AVAILABLE RECORDS Block Start

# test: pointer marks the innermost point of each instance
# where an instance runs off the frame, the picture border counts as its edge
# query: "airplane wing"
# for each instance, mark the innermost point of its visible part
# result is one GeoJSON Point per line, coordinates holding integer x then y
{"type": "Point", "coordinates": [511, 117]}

AVAILABLE RECORDS Block End

*PROBLEM TO SOLVE*:
Copy exactly the lines running from the one that contains "# where an instance" to the end of the material, both ends included.

*FINISHED EXERCISE*:
# where an instance runs off the frame, the picture border counts as its edge
# query: "airplane wing"
# for each instance, mark the innermost point of its visible part
# result is one GeoJSON Point per line, coordinates holding integer x then y
{"type": "Point", "coordinates": [511, 117]}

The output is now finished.